Start Data shown

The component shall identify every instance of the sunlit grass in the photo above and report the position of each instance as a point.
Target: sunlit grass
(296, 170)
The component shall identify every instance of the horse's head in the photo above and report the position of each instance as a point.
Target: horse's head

End Data shown
Start Data shown

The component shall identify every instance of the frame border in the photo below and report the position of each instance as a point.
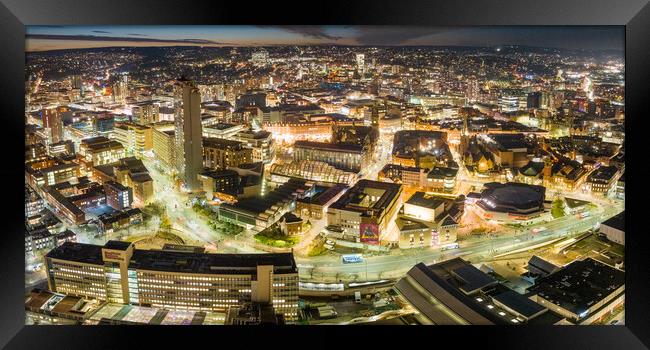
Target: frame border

End Data shown

Quote the part of the listing that opens with the line containing "The component shall identify every instance of the horse's" and closes with the line containing "Target: horse's head", both of those lines included.

The component shall identify every instance of the horse's head in the photo above and report the position of each instance as a point.
Target: horse's head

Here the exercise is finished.